-- Start --

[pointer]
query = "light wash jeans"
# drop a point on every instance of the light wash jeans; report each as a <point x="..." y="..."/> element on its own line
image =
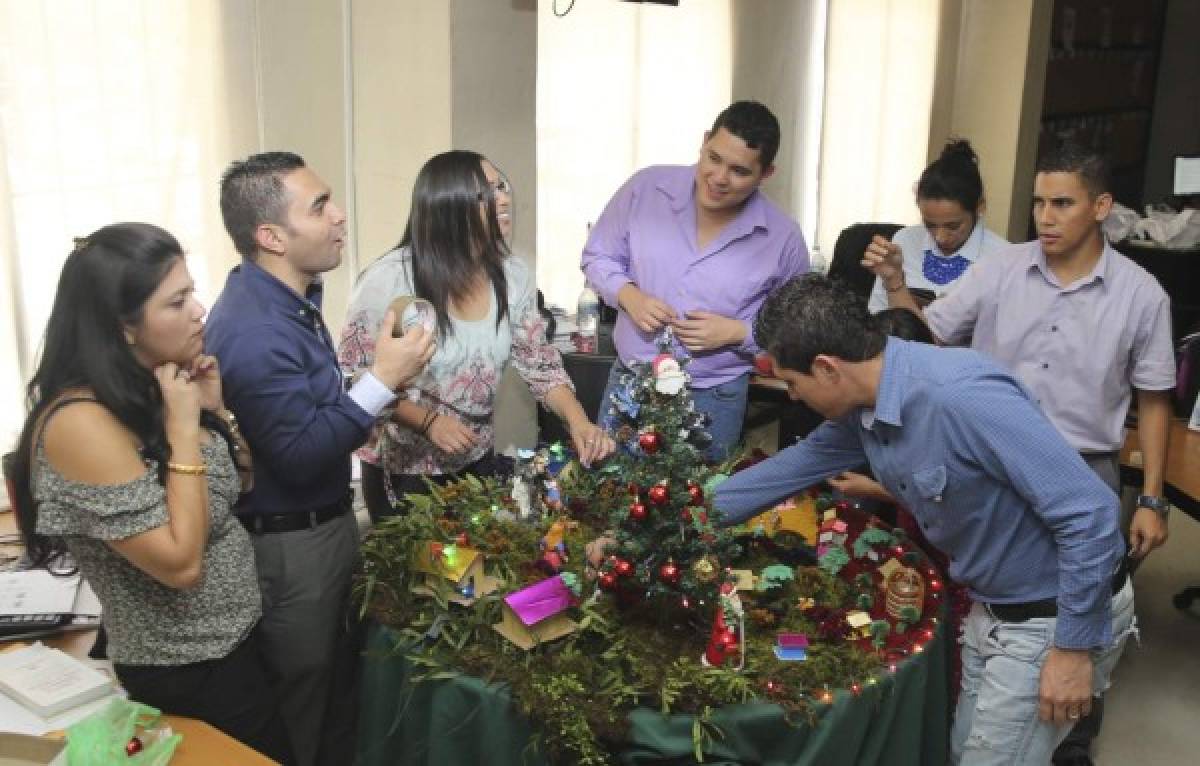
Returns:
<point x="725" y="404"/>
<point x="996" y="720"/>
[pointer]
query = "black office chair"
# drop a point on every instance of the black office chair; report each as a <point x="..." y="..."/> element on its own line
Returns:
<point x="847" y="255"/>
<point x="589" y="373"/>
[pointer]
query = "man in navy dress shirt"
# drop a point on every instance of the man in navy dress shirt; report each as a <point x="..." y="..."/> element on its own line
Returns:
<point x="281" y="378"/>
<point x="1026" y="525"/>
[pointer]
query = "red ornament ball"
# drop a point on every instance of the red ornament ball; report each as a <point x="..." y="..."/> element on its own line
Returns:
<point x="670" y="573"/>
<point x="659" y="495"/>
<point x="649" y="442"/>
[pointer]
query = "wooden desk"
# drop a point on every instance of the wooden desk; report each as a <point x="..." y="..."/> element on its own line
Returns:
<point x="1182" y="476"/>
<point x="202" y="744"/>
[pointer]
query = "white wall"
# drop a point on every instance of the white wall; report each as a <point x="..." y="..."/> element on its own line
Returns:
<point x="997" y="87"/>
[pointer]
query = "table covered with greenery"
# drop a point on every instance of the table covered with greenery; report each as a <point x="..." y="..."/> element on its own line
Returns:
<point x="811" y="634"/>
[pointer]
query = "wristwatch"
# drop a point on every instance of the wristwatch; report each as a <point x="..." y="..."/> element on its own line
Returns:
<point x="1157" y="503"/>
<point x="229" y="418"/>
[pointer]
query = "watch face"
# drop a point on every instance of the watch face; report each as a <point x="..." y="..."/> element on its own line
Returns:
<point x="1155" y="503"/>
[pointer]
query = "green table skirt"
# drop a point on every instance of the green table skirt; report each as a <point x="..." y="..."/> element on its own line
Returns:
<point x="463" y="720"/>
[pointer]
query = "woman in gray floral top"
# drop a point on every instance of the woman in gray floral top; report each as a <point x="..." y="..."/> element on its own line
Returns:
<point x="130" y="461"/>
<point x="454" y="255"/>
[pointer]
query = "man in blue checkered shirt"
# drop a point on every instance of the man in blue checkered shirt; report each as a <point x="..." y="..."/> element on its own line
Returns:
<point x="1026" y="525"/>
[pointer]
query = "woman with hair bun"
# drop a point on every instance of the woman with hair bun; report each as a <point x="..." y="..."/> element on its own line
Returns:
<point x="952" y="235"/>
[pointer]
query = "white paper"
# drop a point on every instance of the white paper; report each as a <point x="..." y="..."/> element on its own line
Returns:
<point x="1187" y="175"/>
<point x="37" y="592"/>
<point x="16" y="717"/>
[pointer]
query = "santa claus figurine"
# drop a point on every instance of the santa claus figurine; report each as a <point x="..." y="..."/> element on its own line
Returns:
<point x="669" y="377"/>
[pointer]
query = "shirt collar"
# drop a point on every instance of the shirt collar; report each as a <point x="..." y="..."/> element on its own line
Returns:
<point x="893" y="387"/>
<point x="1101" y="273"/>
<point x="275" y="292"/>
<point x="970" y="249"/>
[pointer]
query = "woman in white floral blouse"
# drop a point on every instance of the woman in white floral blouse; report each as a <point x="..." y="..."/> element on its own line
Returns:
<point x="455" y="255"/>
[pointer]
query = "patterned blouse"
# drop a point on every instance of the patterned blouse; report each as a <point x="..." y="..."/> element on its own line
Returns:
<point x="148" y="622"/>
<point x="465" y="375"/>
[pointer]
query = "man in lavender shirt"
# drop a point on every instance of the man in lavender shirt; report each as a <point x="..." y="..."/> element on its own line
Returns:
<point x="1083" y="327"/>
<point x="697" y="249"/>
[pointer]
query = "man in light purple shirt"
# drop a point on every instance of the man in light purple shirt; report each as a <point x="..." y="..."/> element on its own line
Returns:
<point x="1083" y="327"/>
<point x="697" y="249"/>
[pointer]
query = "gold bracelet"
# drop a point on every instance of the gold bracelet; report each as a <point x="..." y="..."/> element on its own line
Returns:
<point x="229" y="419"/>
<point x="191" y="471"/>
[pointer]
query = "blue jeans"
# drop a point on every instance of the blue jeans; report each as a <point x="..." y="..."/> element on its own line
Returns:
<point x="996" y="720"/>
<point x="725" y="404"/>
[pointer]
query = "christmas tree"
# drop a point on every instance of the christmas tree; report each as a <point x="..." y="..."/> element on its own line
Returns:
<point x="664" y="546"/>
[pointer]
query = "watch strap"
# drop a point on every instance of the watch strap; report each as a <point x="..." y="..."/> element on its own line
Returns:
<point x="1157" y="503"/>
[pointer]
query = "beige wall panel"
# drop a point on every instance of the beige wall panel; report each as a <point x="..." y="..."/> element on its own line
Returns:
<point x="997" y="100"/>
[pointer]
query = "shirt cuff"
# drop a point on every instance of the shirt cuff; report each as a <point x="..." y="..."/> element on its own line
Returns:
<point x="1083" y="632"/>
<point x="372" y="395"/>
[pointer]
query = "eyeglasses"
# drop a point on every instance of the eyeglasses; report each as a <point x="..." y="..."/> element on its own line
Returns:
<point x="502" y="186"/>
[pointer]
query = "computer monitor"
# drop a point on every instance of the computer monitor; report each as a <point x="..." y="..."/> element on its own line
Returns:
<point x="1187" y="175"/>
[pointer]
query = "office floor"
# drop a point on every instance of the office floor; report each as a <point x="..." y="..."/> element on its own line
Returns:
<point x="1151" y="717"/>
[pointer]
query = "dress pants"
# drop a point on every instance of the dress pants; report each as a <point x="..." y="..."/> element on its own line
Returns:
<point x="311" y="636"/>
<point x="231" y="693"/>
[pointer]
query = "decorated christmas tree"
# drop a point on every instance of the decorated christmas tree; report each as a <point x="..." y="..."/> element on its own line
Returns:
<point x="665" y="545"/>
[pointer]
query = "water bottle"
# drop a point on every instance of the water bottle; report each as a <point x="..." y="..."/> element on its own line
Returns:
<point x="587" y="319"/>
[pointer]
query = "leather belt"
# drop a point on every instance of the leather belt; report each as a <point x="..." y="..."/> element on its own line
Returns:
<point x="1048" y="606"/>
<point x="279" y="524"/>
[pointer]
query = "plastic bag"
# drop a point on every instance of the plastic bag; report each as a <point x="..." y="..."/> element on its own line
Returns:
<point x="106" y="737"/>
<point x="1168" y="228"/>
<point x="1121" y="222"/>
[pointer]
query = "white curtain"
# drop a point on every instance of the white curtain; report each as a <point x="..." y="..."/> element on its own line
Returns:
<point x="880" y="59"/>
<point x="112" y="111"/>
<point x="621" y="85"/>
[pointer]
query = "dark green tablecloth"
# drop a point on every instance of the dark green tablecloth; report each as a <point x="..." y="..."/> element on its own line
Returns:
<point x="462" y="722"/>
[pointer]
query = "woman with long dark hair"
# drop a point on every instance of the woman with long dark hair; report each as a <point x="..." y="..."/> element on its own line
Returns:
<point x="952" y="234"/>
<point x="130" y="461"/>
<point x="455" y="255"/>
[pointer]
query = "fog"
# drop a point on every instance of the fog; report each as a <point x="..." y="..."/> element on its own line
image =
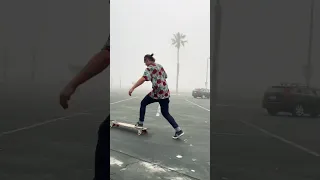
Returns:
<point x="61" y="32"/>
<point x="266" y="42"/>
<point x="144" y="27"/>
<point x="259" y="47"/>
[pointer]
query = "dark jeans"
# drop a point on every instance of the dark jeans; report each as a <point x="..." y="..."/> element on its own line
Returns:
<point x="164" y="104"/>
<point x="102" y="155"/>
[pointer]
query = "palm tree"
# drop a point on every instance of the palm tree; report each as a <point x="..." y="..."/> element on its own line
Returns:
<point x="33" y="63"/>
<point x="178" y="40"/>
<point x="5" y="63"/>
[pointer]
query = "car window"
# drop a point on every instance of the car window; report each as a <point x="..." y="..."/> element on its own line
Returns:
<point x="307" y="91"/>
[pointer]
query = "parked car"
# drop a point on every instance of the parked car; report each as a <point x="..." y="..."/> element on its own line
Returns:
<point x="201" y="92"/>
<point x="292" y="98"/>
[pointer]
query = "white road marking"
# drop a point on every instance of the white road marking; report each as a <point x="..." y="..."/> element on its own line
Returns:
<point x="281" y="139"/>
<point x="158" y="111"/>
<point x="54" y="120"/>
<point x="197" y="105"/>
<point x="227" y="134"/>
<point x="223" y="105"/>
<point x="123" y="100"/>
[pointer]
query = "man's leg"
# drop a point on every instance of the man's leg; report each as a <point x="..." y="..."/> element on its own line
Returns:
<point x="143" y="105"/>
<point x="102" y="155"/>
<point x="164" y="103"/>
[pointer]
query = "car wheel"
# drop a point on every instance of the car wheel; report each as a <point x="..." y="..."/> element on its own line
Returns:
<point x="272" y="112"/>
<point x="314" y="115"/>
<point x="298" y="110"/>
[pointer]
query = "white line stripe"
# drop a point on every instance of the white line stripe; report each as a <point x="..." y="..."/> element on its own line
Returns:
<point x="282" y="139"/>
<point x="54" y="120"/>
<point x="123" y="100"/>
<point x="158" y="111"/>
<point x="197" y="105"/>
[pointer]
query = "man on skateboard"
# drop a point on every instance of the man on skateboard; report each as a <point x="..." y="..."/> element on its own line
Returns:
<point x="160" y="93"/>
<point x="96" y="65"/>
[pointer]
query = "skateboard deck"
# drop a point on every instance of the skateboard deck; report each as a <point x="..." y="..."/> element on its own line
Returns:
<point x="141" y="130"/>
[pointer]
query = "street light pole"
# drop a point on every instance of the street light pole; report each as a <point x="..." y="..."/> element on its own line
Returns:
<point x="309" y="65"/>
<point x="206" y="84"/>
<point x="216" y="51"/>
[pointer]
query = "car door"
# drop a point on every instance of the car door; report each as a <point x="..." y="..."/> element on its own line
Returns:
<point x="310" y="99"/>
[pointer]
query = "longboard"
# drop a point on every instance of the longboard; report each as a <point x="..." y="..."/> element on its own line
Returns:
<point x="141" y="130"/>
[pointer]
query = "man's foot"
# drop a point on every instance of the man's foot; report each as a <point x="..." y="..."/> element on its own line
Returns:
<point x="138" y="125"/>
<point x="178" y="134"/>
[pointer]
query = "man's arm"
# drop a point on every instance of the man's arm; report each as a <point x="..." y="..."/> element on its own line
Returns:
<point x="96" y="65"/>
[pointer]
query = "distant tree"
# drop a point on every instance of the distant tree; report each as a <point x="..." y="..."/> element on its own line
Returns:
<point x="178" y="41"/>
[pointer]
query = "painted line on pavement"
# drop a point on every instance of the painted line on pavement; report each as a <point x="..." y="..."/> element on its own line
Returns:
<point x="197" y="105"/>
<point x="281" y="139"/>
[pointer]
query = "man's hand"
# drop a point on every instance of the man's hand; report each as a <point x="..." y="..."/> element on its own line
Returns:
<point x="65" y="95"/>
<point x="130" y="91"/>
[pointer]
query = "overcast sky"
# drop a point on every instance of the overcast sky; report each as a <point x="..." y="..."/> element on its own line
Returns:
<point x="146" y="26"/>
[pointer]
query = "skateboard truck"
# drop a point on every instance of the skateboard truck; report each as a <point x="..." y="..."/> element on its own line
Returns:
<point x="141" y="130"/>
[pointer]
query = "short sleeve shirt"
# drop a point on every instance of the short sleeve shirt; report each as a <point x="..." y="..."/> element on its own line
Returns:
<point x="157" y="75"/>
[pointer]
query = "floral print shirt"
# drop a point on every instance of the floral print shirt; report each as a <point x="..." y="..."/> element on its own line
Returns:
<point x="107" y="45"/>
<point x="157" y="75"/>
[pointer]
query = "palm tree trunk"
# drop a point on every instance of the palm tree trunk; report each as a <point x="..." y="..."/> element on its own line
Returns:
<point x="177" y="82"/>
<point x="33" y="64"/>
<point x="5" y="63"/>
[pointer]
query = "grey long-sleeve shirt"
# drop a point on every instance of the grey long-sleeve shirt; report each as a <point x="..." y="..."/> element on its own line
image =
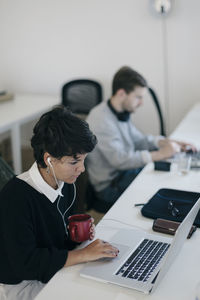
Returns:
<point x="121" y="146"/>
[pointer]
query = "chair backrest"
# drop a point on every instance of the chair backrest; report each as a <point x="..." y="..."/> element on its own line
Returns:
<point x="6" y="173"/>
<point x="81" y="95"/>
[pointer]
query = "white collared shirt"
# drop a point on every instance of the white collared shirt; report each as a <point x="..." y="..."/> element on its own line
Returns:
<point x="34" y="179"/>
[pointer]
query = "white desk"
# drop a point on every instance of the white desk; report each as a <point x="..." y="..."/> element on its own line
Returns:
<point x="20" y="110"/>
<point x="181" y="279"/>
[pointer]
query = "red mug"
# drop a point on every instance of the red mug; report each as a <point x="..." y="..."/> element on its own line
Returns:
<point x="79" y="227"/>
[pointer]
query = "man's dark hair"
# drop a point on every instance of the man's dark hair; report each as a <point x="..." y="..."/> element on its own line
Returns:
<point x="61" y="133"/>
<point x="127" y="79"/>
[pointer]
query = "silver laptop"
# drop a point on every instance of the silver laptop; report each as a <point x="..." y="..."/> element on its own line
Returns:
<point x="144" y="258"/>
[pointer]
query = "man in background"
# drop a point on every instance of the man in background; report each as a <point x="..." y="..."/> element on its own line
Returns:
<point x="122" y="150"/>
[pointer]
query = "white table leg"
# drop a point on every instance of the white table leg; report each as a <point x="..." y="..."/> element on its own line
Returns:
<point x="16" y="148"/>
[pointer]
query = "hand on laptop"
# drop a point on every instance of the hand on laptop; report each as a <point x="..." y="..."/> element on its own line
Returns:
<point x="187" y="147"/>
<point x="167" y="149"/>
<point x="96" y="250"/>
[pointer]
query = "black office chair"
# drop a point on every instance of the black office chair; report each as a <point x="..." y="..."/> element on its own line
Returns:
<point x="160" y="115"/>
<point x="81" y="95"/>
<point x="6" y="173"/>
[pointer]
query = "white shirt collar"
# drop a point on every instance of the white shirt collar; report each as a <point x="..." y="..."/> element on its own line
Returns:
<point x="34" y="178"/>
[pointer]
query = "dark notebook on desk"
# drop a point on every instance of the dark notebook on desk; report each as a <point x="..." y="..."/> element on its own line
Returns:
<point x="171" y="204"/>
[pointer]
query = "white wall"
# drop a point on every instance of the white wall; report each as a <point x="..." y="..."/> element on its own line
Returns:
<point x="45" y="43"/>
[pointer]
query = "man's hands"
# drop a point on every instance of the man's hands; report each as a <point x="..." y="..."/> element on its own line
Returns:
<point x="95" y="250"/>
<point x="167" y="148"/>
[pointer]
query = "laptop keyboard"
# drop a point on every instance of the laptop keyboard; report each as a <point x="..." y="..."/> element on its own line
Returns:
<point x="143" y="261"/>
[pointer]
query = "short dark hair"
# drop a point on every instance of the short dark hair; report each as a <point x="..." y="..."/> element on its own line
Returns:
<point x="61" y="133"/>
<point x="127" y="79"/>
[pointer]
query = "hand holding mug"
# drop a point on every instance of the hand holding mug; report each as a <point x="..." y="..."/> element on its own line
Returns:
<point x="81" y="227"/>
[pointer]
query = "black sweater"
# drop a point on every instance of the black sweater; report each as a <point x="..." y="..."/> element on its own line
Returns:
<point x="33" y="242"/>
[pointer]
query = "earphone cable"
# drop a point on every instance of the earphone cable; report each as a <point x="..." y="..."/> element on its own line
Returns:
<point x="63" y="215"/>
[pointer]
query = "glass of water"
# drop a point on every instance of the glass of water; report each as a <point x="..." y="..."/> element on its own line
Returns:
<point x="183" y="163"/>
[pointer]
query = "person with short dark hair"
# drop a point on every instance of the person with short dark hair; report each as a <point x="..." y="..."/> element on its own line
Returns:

-- End --

[EXERCISE INSTRUCTIONS] Return every line above that contains the string "road", treating uppercase and lowercase letters as distinct.

[WORKED SOLUTION]
query = "white road marking"
# drop a point on every instance of the white road marking; report each as a <point x="..." y="..."/> element on its own line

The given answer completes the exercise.